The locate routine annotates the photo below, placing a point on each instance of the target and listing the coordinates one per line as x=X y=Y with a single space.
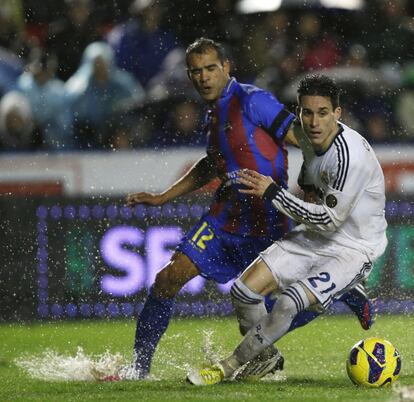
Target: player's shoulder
x=252 y=96
x=352 y=143
x=347 y=150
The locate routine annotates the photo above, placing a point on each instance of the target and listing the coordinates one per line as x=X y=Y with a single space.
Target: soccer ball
x=373 y=362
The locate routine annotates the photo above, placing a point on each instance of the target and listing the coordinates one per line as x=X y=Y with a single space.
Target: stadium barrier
x=93 y=257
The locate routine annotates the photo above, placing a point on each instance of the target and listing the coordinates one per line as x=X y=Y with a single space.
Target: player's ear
x=338 y=113
x=226 y=66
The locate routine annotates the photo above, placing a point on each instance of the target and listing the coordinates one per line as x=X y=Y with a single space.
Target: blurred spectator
x=17 y=128
x=319 y=49
x=172 y=80
x=98 y=92
x=404 y=106
x=12 y=25
x=49 y=105
x=180 y=127
x=141 y=44
x=10 y=69
x=390 y=35
x=69 y=36
x=265 y=48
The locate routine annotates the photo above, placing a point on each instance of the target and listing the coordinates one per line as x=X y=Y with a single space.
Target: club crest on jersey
x=227 y=127
x=331 y=201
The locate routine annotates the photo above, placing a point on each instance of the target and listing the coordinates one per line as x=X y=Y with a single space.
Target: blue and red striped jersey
x=245 y=129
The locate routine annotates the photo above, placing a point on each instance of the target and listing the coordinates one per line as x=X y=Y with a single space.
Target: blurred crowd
x=110 y=74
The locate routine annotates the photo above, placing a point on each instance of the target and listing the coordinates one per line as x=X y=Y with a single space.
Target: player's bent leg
x=248 y=302
x=357 y=299
x=274 y=325
x=268 y=330
x=156 y=313
x=249 y=308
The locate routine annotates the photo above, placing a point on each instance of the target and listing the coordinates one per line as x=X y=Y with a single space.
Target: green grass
x=314 y=369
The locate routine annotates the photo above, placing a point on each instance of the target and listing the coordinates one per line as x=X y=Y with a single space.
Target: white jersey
x=349 y=182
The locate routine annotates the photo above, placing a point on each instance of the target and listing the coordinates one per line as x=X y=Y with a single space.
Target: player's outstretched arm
x=201 y=173
x=256 y=183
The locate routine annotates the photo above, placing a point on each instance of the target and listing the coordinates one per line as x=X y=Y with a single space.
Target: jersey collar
x=229 y=88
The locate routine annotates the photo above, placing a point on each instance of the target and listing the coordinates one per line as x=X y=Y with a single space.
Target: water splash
x=53 y=366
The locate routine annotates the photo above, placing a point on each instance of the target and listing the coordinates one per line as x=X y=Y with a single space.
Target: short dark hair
x=203 y=45
x=319 y=85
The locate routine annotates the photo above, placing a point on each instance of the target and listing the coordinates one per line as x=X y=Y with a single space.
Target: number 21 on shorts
x=202 y=235
x=322 y=282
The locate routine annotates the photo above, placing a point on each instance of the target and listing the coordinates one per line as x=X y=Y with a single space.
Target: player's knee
x=162 y=285
x=246 y=305
x=293 y=300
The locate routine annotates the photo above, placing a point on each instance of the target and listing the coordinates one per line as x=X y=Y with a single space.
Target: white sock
x=248 y=305
x=274 y=325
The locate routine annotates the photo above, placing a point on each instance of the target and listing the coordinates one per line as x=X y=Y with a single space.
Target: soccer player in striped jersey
x=337 y=239
x=246 y=129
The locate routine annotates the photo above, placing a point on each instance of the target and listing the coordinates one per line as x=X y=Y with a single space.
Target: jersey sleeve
x=267 y=112
x=346 y=184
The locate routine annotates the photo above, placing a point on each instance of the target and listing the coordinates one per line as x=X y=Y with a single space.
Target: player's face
x=208 y=74
x=319 y=120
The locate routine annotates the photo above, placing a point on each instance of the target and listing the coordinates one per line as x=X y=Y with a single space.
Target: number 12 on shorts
x=202 y=235
x=320 y=282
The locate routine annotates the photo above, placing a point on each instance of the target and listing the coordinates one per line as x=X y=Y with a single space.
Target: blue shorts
x=220 y=255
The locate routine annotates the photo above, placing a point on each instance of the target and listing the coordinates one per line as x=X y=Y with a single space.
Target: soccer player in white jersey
x=333 y=247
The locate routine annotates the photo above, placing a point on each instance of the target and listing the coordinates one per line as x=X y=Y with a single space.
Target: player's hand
x=255 y=182
x=144 y=198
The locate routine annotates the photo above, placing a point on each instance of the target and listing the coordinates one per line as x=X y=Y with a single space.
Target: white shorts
x=326 y=269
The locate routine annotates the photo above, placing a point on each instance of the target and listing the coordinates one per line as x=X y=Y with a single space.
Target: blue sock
x=299 y=320
x=152 y=323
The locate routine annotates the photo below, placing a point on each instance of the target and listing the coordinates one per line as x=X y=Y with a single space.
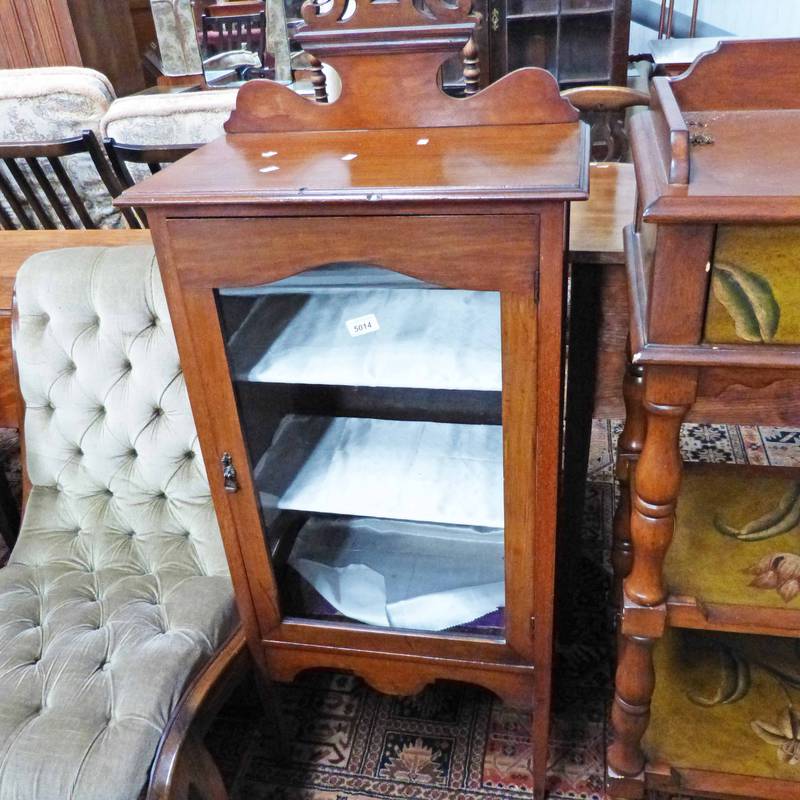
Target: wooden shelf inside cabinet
x=571 y=39
x=731 y=565
x=367 y=297
x=724 y=716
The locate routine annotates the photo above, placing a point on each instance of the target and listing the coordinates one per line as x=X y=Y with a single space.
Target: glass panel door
x=371 y=408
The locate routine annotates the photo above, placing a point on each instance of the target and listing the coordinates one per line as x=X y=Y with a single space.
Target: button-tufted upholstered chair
x=117 y=593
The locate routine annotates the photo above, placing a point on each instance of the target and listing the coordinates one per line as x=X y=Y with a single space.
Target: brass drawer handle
x=229 y=473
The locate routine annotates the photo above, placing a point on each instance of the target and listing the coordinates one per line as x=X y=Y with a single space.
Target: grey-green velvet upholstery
x=118 y=590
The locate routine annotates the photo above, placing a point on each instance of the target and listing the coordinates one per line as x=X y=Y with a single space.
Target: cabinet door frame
x=268 y=250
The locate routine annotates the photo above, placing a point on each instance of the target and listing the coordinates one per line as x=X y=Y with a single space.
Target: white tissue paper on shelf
x=389 y=573
x=419 y=338
x=428 y=471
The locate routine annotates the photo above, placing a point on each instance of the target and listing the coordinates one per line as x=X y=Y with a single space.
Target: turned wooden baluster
x=668 y=395
x=655 y=482
x=472 y=67
x=628 y=449
x=630 y=713
x=318 y=80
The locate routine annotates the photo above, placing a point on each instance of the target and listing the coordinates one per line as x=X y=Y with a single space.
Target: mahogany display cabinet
x=707 y=696
x=368 y=301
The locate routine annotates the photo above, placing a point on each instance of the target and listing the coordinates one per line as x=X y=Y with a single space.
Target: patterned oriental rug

The exercise:
Leave the pictures out, and transcribe each of the records exactly.

Response below:
The locate routine annotates the photo below, placing a point on each instance of the target and listing the coordinates one per line as x=X y=Y with a single space.
Target: player's shoulder
x=252 y=96
x=352 y=143
x=347 y=150
The locate routine annotates the photo above, placing a point on each instance of the target and listing the coordinates one per line as x=X y=Y with a single space.
Target: soccer ball
x=373 y=362
The locate routine annotates the photo above, placing a point on each instance of the target and listing the coordinates one per line as x=X y=Y with a single space.
Target: stadium barrier
x=93 y=257
The locate routine annotates the photo above, placing a point on each instance of the target and listing the coordinates one per line as x=X y=Y with a single space.
Target: player's ear
x=338 y=113
x=226 y=66
The locate routine annotates the photo above, placing a point on each instance of the target and listing the coordinates one per line as x=X y=Y with a single space.
Target: blurred spectator
x=17 y=128
x=319 y=49
x=172 y=80
x=98 y=92
x=404 y=106
x=12 y=25
x=49 y=105
x=180 y=127
x=141 y=44
x=10 y=69
x=390 y=35
x=69 y=36
x=265 y=48
The locate routine annotates the photo above, placing a point on each instance of the target and listing the coordinates one per line as x=X y=Y with a single space.
Target: club crest on jersey
x=227 y=127
x=331 y=201
The locate routine annotates the photo above, placing a point on each instance of the target and listing the coordinates one per line as x=X y=Y with a single space.
Target: blue and red striped jersey
x=245 y=129
The locate routine annotates the photo above, placing a point on each instance of the target and listing the coordinates one per line as x=X y=Y with a single space.
Target: blurred crowd
x=110 y=74
The locate routine annotates the photo above, placing a point on each instance of the target and listing the coordinates one per line as x=X y=Y with a single space.
Target: player's bent leg
x=248 y=302
x=357 y=299
x=274 y=325
x=268 y=330
x=156 y=313
x=249 y=308
The locate routine annotates the photo above, placing a point on each instance of the target and listing the coordinates one per line as x=X y=Y with a single space.
Target: green grass
x=314 y=369
The locate routine annotates the photo above, placing a point on each instance of the target and listing the coordinates one per line as x=X y=Y with a single space.
Target: white jersey
x=349 y=182
The locate routine annotates the photo above, placing a point on each instance of the target and listing the coordinates one per line as x=X y=Y with a single space.
Target: player's outstretched arm
x=201 y=173
x=256 y=183
The locate routine annotates the photo above, placing a point on each instance of the target and listing the coordinates one per line as x=X y=Y with a single space.
Target: jersey collar
x=229 y=88
The locate routine annotates the photo above, placing a point on each instance of the target and listing the coordinates one per line as x=X y=Y with a single space.
Target: water splash
x=53 y=366
The locate routine annotates the photo above, placing a point on each instance of the target and listing the coordinates one per line as x=X y=Y with a single space.
Target: short dark hair
x=203 y=45
x=319 y=85
The locate routine annotates the photo above, placing a point on each instance of the target and listing the coordinates one per line as x=X y=Y with a single space.
Target: number 21 on shorts
x=202 y=235
x=322 y=282
The locate routine annotates the photo above, placing a point on each instance of the target and listing the coordinates one per line as x=X y=Y with a single space.
Target: player's knee
x=162 y=285
x=246 y=305
x=293 y=300
The locate routine annotates the photo above, placing a point on each instance of the target and listing the coordinates one per line as x=X y=Y with a single space.
Target: white sock
x=248 y=305
x=274 y=325
The locate routine annotates the photo above, placing a point on each instance of the target and listing the coordinates one per line as x=X y=Y with a single space.
Target: soccer player in striped jersey
x=337 y=239
x=246 y=129
The locate routine annotates the photo above, placing a point on each instance of the target and listing the coordinates one per line as x=X y=Y with a single space.
Target: jersey sleeve
x=267 y=112
x=346 y=184
The locate routine annotates the photo above, placing a point on each instance of the target and listing the coordinates one per line as x=X y=Y with a single space.
Target: player's face
x=208 y=74
x=319 y=120
The locate routine annotates the photo above, placing a point on each instance of the target and listing the coordinates one per line as x=X y=Y with a single space.
Target: number 12 on shorts
x=202 y=235
x=320 y=282
The locate routine annotates the photo above, placing a point on each instance of the target and listing the coordinates one per line as x=X y=Y with a single space.
Target: blue shorts
x=220 y=255
The locate routine annotates the photo above, placing a point on each instance of the target and listing the coordinates one per line as x=X y=Y with a single space.
Target: soccer player in white jersey
x=333 y=247
The locate routine annotates the photo above, placing a point on each instance of the target and listing the coordinates one per line as x=X y=Y with a single space.
Target: player's hand
x=255 y=182
x=144 y=198
The locate routine annotates the photo above, placing a point on each instance of the target and listing the coordinates one per line as x=X y=Y with a single space.
Target: white shorts
x=326 y=269
The locate routine annotates the photo above, placing a point on each instance of the target and listing the coordinates one per line as x=X y=Y with a single space.
Target: blue sock
x=299 y=320
x=152 y=323
The locate routine annotates the photo below, placing a point on each instance of the target and listing the coordinates one per line as x=X y=Y with a single space.
Target: wooden shelf inside cabinet
x=571 y=39
x=731 y=565
x=367 y=297
x=724 y=716
The locate routine annotates the photo above, placing a point on each instance of the target and listing the coordinates one per line as x=X y=Y with a single space.
Target: glass panel door
x=371 y=408
The locate routine annotates the photo above, placing a point on each instance of the target and listing the coordinates one per line as x=X y=Y with a single space.
Target: button-tufted upholstered chair
x=117 y=593
The locate routine annotates the photo above, placing a point on each instance of the target and listing the coordinates one per line as x=X y=Y with a single space.
Target: brass drawer handle
x=229 y=473
The locate routine annotates the photo above, placing a point on each instance of the target and listing the coordinates one per line as x=X y=Y with a single space.
Target: grey-green velvet upholstery
x=118 y=590
The locate routine annotates the photo above, placing a point on each instance of the target and listing the coordinates one per line as x=X y=Y with a single space.
Target: cabinet door frame
x=268 y=250
The locate routine annotates the photo above, placing a point on each instance of the target and listing the coordinates one per line as x=X y=Y with a single space.
Target: white tissue paper on shelf
x=389 y=573
x=419 y=338
x=428 y=471
The locate routine annotates the photo above, placing a point on each instance of the target and listing the coordinates one per line as x=X y=Y with a single space.
Target: turned wooden baluster
x=668 y=395
x=655 y=482
x=472 y=67
x=628 y=449
x=630 y=713
x=318 y=80
The locate routine annotates the photo above, placing a point on each instance of the target and listing the coordinates one per line as x=X y=Y with a single space.
Target: mahogany display cabinet
x=707 y=696
x=368 y=301
The locate routine annotates the photo above, placing a point on each instance of the target and listing the coordinates one per line as x=X y=Y with a single space.
Target: patterned oriental rug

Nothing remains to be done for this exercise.